Exercise requirements: Images within the entries are to be omitted; the remainder must be reproduced exactly.

Information shown: Begin

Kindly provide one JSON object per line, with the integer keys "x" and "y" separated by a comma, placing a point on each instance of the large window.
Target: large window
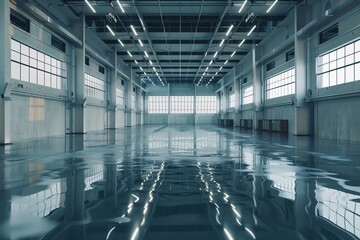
{"x": 30, "y": 65}
{"x": 339, "y": 66}
{"x": 232, "y": 100}
{"x": 182, "y": 104}
{"x": 281, "y": 85}
{"x": 158, "y": 104}
{"x": 248, "y": 96}
{"x": 94, "y": 87}
{"x": 206, "y": 104}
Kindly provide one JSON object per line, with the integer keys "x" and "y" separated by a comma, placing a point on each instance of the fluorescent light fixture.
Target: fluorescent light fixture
{"x": 120, "y": 6}
{"x": 228, "y": 234}
{"x": 227, "y": 33}
{"x": 252, "y": 29}
{"x": 133, "y": 29}
{"x": 241, "y": 42}
{"x": 222, "y": 42}
{"x": 243, "y": 6}
{"x": 110, "y": 30}
{"x": 272, "y": 5}
{"x": 90, "y": 6}
{"x": 121, "y": 42}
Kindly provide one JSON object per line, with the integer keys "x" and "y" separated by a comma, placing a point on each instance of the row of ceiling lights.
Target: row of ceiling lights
{"x": 223, "y": 40}
{"x": 211, "y": 62}
{"x": 139, "y": 40}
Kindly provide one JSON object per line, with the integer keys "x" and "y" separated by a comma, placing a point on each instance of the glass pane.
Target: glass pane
{"x": 341, "y": 76}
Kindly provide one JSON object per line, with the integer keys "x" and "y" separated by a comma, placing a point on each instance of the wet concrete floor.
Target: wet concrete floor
{"x": 179, "y": 182}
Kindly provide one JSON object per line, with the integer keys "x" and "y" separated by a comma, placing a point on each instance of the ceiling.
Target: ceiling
{"x": 182, "y": 38}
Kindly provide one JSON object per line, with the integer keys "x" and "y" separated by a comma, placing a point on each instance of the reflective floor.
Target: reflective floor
{"x": 179, "y": 182}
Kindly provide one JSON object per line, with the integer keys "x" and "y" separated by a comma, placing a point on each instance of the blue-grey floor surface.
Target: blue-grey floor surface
{"x": 179, "y": 182}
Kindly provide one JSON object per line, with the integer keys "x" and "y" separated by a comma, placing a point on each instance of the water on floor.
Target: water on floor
{"x": 179, "y": 182}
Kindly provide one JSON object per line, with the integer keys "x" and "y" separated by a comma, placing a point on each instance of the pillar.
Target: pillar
{"x": 4, "y": 71}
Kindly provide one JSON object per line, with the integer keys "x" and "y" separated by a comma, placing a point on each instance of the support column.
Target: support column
{"x": 4, "y": 72}
{"x": 237, "y": 92}
{"x": 302, "y": 123}
{"x": 112, "y": 116}
{"x": 79, "y": 86}
{"x": 258, "y": 113}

Information shown: End

Task output:
Kindly provide one JSON object per line, with the integer keys "x" and "y" separated by a comma, placing a point on each instance of the large window.
Target: large window
{"x": 30, "y": 65}
{"x": 339, "y": 66}
{"x": 232, "y": 100}
{"x": 182, "y": 104}
{"x": 281, "y": 85}
{"x": 158, "y": 104}
{"x": 248, "y": 96}
{"x": 94, "y": 87}
{"x": 206, "y": 104}
Kindly provide one JSON object per line, with the integer keys "x" and "y" separated by a comma, placing a point on each instance of the fluorescent light fixture.
Target: fluorescent light fixture
{"x": 120, "y": 6}
{"x": 228, "y": 234}
{"x": 227, "y": 33}
{"x": 252, "y": 29}
{"x": 133, "y": 29}
{"x": 241, "y": 42}
{"x": 222, "y": 42}
{"x": 243, "y": 6}
{"x": 110, "y": 30}
{"x": 272, "y": 5}
{"x": 90, "y": 6}
{"x": 121, "y": 42}
Kindly provide one JSON object per line, with the integer keys "x" and "y" separated by a comma, placing a point on each instance of the row of ceiling lights.
Target: row of ceiling lights
{"x": 223, "y": 40}
{"x": 211, "y": 62}
{"x": 139, "y": 40}
Kindly provide one JSON object per line, with the integer keys "x" and "y" separated by a comma, placing a point on each instance of the glass pane.
Target: glass pane
{"x": 341, "y": 76}
Kindly provide one JSON object per line, with the integer keys "x" and "y" separated by a comma, placing a point on each instance of the wet concrete floor.
Target: wet concrete floor
{"x": 179, "y": 182}
Kindly provide one JSON object per line, with the integer keys "x" and "y" separated by a comma, placing a point on each instance of the ceiling.
Target: ceiling
{"x": 182, "y": 38}
Kindly provide one JSON object per line, with the integer keys "x" and "y" separated by a comma, placing a point on each instance of the reflective floor.
Target: reflective floor
{"x": 179, "y": 182}
Kindly provide one JSON object per line, with the integer keys "x" and "y" separated by a comma, placing a point on each instance of the blue-grey floor surface.
Target: blue-grey floor surface
{"x": 179, "y": 182}
Kindly provide one JSON object per line, with the integer keys "x" and "y" separated by a comma, placing a point on each instance of the water on floor.
Target: water on floor
{"x": 179, "y": 182}
Kindly provide one JSON object per line, with the integer keys "x" and "y" separated by a comma, placing a point on each instance of the pillar.
Target: pillar
{"x": 4, "y": 71}
Kindly provide one JSON object per line, with the integer keys "x" and "y" separated by a comma, placing a point on each instance of the support column.
Target: support column
{"x": 4, "y": 72}
{"x": 237, "y": 92}
{"x": 302, "y": 123}
{"x": 112, "y": 116}
{"x": 79, "y": 86}
{"x": 258, "y": 113}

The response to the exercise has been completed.